→ Written problem
Reproduce all of the material below, substituting "traffic operations team" for each occurrence of "signal-timing desk" and leaving everything else unchanged. Omit the pictures from your answer.

→ Dataset extract
________

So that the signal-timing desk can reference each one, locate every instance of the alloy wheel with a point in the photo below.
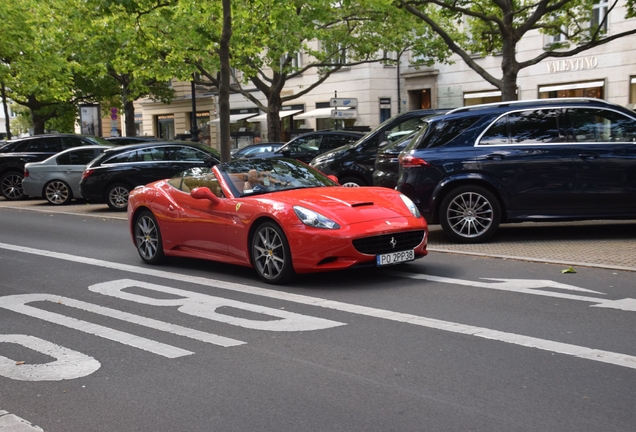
(57, 192)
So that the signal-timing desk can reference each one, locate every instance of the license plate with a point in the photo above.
(394, 257)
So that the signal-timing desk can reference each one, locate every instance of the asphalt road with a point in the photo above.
(447, 343)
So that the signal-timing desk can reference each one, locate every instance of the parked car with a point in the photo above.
(57, 178)
(387, 165)
(130, 140)
(354, 163)
(110, 177)
(256, 150)
(541, 160)
(16, 153)
(291, 220)
(307, 146)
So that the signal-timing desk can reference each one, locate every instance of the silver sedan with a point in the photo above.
(57, 178)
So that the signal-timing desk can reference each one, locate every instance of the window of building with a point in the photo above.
(476, 98)
(599, 15)
(593, 89)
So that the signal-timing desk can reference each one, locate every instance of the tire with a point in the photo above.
(470, 214)
(351, 182)
(270, 253)
(148, 238)
(11, 186)
(117, 197)
(57, 192)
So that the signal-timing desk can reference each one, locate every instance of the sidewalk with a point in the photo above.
(603, 244)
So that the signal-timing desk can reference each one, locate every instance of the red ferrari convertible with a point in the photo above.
(279, 216)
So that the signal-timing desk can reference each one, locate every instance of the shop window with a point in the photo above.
(593, 89)
(477, 98)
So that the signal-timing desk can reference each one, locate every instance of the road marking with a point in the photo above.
(68, 364)
(13, 423)
(609, 357)
(205, 306)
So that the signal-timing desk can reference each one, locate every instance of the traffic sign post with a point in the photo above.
(343, 102)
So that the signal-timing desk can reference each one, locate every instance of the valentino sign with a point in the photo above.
(574, 64)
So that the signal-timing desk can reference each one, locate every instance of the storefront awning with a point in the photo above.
(235, 117)
(572, 86)
(318, 113)
(281, 114)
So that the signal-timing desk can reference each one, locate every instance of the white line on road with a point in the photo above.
(617, 359)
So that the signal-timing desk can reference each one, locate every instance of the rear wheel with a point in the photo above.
(117, 197)
(271, 256)
(148, 238)
(11, 186)
(351, 182)
(57, 192)
(470, 214)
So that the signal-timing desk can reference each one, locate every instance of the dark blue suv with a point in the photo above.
(541, 160)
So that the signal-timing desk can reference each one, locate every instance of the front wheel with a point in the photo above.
(470, 214)
(57, 192)
(117, 197)
(148, 238)
(11, 186)
(271, 256)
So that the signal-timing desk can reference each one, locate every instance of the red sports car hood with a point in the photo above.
(349, 205)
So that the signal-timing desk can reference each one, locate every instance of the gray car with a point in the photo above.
(57, 178)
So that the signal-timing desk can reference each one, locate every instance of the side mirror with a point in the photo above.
(204, 193)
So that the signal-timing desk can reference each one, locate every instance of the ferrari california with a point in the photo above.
(279, 216)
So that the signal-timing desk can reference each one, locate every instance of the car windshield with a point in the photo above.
(98, 140)
(259, 176)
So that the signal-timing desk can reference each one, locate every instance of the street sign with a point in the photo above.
(344, 114)
(343, 102)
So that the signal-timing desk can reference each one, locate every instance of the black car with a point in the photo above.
(255, 150)
(307, 146)
(542, 160)
(387, 165)
(110, 177)
(16, 153)
(354, 164)
(130, 140)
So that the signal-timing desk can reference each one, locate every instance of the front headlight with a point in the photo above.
(313, 219)
(410, 205)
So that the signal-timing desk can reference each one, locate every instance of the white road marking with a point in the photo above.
(18, 303)
(68, 364)
(528, 286)
(542, 344)
(12, 423)
(205, 306)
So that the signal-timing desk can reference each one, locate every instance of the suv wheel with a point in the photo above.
(117, 197)
(351, 182)
(470, 214)
(11, 186)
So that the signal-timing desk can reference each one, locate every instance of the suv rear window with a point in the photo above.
(446, 130)
(526, 127)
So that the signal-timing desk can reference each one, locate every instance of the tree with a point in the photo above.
(495, 27)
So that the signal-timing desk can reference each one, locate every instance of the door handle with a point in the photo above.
(495, 156)
(588, 155)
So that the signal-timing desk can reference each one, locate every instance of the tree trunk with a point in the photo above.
(224, 88)
(6, 110)
(274, 133)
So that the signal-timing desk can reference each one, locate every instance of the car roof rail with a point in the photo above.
(549, 101)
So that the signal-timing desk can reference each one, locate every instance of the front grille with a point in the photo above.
(389, 242)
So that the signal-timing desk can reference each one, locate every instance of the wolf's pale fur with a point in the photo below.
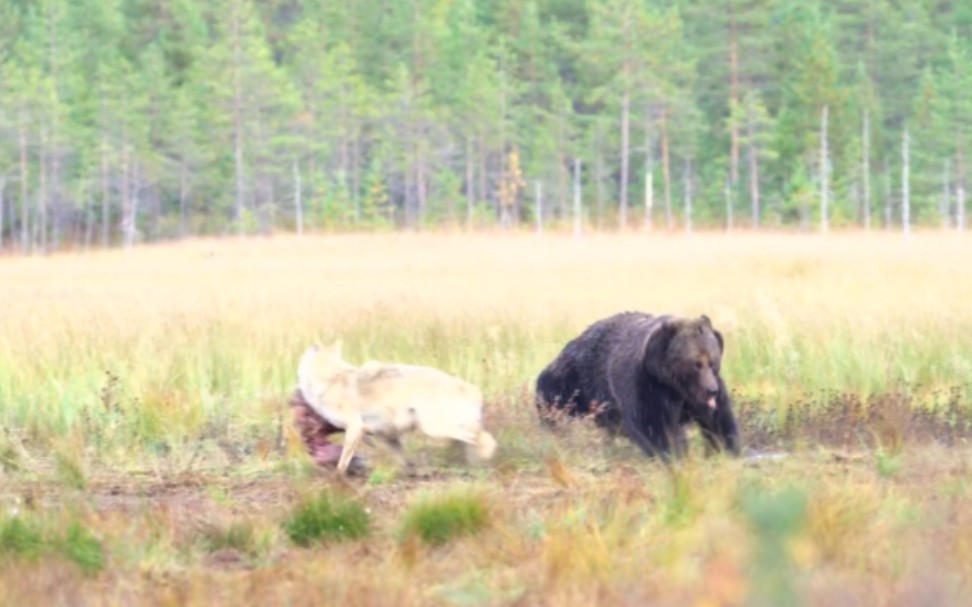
(387, 400)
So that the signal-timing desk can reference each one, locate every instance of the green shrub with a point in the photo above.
(326, 518)
(439, 519)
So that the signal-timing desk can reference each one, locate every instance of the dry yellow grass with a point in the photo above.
(144, 394)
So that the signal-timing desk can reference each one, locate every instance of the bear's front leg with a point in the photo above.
(719, 427)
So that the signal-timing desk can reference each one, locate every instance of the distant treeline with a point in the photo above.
(128, 120)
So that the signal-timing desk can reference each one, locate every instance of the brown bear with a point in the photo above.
(646, 376)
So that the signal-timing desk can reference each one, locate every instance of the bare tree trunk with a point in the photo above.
(946, 206)
(238, 117)
(469, 181)
(687, 192)
(3, 185)
(24, 192)
(483, 193)
(42, 194)
(960, 192)
(599, 178)
(125, 196)
(577, 202)
(905, 183)
(887, 194)
(183, 199)
(131, 222)
(55, 192)
(728, 193)
(666, 170)
(733, 94)
(824, 177)
(538, 197)
(89, 217)
(420, 185)
(649, 199)
(501, 208)
(298, 205)
(649, 169)
(623, 189)
(753, 173)
(104, 194)
(356, 176)
(866, 170)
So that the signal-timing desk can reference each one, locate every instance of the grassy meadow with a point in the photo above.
(147, 454)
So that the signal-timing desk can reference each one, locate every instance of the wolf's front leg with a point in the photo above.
(353, 433)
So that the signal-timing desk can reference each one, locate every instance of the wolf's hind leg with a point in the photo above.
(395, 442)
(353, 434)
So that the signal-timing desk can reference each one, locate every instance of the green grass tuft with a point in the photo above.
(440, 519)
(20, 538)
(326, 518)
(82, 548)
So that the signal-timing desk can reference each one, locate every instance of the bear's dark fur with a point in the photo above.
(646, 376)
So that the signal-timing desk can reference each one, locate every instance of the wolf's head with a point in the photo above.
(320, 363)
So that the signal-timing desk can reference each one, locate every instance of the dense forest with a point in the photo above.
(140, 120)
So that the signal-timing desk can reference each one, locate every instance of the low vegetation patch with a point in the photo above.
(326, 517)
(30, 538)
(437, 519)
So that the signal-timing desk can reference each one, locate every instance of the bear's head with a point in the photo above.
(686, 354)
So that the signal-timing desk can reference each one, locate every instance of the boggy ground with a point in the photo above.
(146, 454)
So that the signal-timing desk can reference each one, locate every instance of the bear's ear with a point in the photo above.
(658, 343)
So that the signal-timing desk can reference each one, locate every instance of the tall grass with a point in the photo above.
(170, 343)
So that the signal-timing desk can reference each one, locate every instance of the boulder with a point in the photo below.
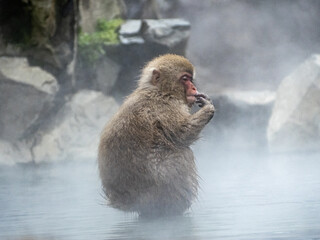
(92, 10)
(241, 118)
(12, 153)
(295, 121)
(75, 130)
(25, 92)
(107, 74)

________

→ Exercise response
So that the traffic operations team can reference each one, locate every instance of the alloy wheel with a point in the photo below.
(57, 192)
So that the traffic operations team can reference each one, locate every instance of the license plate with a point in the photo above.
(394, 257)
So that the traffic operations team can reference each one, locate every instance of the asphalt road with a point in the photo above.
(447, 343)
So that the traffic operations team can reference each one, locate every instance of the parked car with a point in the photo above.
(57, 178)
(387, 165)
(130, 140)
(354, 163)
(110, 177)
(256, 150)
(541, 160)
(16, 153)
(291, 220)
(307, 146)
So that the traffic operations team can reference each one, locate every instance of the silver sedan with a point in the photo above.
(57, 178)
So that the traffic operations team can reference each one, locate every instance of the window of building with a point in the photo above.
(476, 98)
(599, 15)
(593, 89)
So that the traffic operations team can reference each one, locate every instance of the tire with a point in the photo above.
(470, 214)
(351, 182)
(270, 253)
(148, 238)
(11, 186)
(117, 197)
(57, 192)
So that the traffic operations team can reference each one, locate every instance of the sidewalk with a point in the photo above.
(603, 244)
So that the traffic operations team can reference each one, locate every instance of the red ferrari convertible with a point in the photo above.
(279, 216)
So that the traffic operations team can reference each one, locate every instance of the shop window with a point in the photo above.
(593, 89)
(477, 98)
So that the traffic operations team can reference each one, locate every instance of the road marking with a point in the photo above.
(68, 364)
(13, 423)
(609, 357)
(205, 306)
So that the traffic operations team can reference each one, locate every instance of the traffic sign post with a point in the photo above.
(343, 102)
So that the traffic operations team can reference each one, locate every instance of the valentino sign with a point in the photo above.
(574, 64)
So that the traffic operations team can reference each one, locate every instance of the storefront awning with a point in the photo above.
(235, 117)
(572, 86)
(318, 113)
(281, 114)
So that the traffic operations team can reference each one, locate every instance of the white line on road with a point in the photo above.
(617, 359)
So that the traffic operations team can reference each one, locate every instance of the rear wheel with a point in the photo above.
(117, 197)
(271, 256)
(148, 238)
(11, 186)
(351, 182)
(57, 192)
(470, 214)
So that the traffic operations team can reference each one, locate every instance of the dark blue suv with a point in the photo above.
(541, 160)
So that the traffic operations team can reference each one, locate every instance of the front wheel with a point in the photo above.
(470, 214)
(57, 192)
(117, 197)
(148, 238)
(11, 186)
(271, 256)
So that the traffic operations team can reference each one, locate every instance of the red sports car hood with a point in the photo above.
(349, 205)
So that the traffic operations team can reference each one, locate every instance of the gray car with a point in the photo above.
(57, 178)
So that the traffic operations team can reference each one, locate every instance of the side mirror with a point in the photo above.
(204, 193)
So that the traffic operations team can reference each one, locate every instance of the ferrari california with a point in the photo above.
(279, 216)
So that the traffic operations team can reference each one, locate every instance of the car windshield with a point in the photo above.
(98, 140)
(259, 176)
So that the traffic operations team can reference each one, locate every instance of the street sign with a point in the photo above.
(344, 114)
(343, 102)
So that the traffic operations team can reference each one, locate every instance of the black car with a point in the photo above.
(255, 150)
(307, 146)
(542, 160)
(387, 165)
(110, 177)
(16, 153)
(354, 164)
(130, 140)
So that the traffic operations team can reference each one, locate every instance of the front headlight with a point in the photo above.
(313, 219)
(410, 205)
So that the traffic operations team can reference each one, locate every instance of the white road marking with a point in the photo above.
(18, 303)
(68, 364)
(528, 286)
(542, 344)
(12, 423)
(205, 306)
So that the traffic operations team can reference each one, locate every instance of the suv wheel with a point in the photo above.
(117, 197)
(351, 182)
(470, 214)
(11, 186)
So that the traffic operations team can reference each one, locate every instance of the suv rear window with a point in the photo above.
(446, 130)
(526, 127)
So that the traffic operations team can reference each one, locate every instance of the tree with a point in the photo above.
(495, 27)
So that the traffic operations team can reference each one, locate every instance of the door handle with a point in the photo above.
(495, 156)
(588, 155)
So that the traffic operations team can reference each one, locate every instance of the tree trunk with a point in the photo above.
(224, 88)
(6, 110)
(274, 133)
So that the traffic operations team can reference each one, locate every instance of the car roof rail with a point in the photo above.
(549, 101)
So that the traffic operations team can reference each one, locate every instance of the front grille with a point in the photo above.
(389, 242)
So that the traffic operations team can reference each one, locate every instance of the wolf's pale fur with a point in the photo below.
(387, 400)
So that the traffic operations team can reference each one, locate every instance of the green shrub with a point in the photo above.
(326, 518)
(439, 519)
So that the traffic operations team can reference each one, locate every instance of the dry yellow grass with a point in the photo above.
(144, 394)
So that the traffic operations team can reference each one, locate every instance of the bear's front leg with a point in the photo above.
(719, 427)
So that the traffic operations team can reference each one, locate every instance of the distant treeline with a point in the photo above.
(128, 120)
So that the traffic operations team can reference each one, locate every instance of the brown bear with a point in the photo above.
(646, 376)
So that the traffic operations team can reference each one, locate every instance of the bare tree trunk with a point in the photo above.
(946, 206)
(238, 117)
(469, 181)
(687, 192)
(3, 185)
(24, 192)
(483, 193)
(42, 194)
(960, 192)
(599, 178)
(125, 196)
(577, 202)
(905, 183)
(887, 194)
(183, 199)
(131, 222)
(55, 192)
(728, 193)
(666, 170)
(733, 94)
(824, 177)
(538, 197)
(89, 217)
(420, 185)
(649, 199)
(501, 208)
(298, 205)
(649, 169)
(623, 189)
(753, 173)
(104, 194)
(356, 176)
(866, 170)
So that the traffic operations team can reference each one, locate every instance of the grassy meadow with a point in the photo above.
(147, 454)
So that the traffic operations team can reference each one, locate every instance of the wolf's front leg with a point in the photo above.
(353, 433)
So that the traffic operations team can reference each one, locate every instance of the wolf's hind leg with a point in the photo above.
(395, 442)
(353, 434)
So that the traffic operations team can reference each one, locate every instance of the green grass tuft with a point in the photo above.
(440, 519)
(20, 538)
(326, 518)
(82, 548)
So that the traffic operations team can reference each one, locate every instance of the bear's dark fur with a point in the photo above.
(646, 376)
So that the traffic operations team can reference each one, locate every instance of the wolf's head with a point in the photo above.
(320, 363)
So that the traffic operations team can reference each one, locate every instance of the dense forest with a point in the photo above.
(140, 120)
So that the traffic operations team can reference each one, locate every instance of the low vegetation patch with a point in the photo above.
(326, 517)
(30, 538)
(437, 519)
So that the traffic operations team can reference each one, locate every instance of the bear's head with a point in the photo above.
(686, 354)
So that the traffic operations team can reference each one, locate every instance of the boggy ground with a point in the photo above.
(146, 454)
So that the traffic operations team can reference each one, locate every instance of the bear's ear with a point in the photo above.
(658, 343)
So that the traffic operations team can reference each one, locate every instance of the tall grass with a point in the photo above.
(170, 343)
So that the traffic operations team can reference each one, locate every instance of the boulder with a point in the photo below.
(92, 10)
(241, 118)
(12, 153)
(295, 121)
(75, 130)
(25, 92)
(107, 74)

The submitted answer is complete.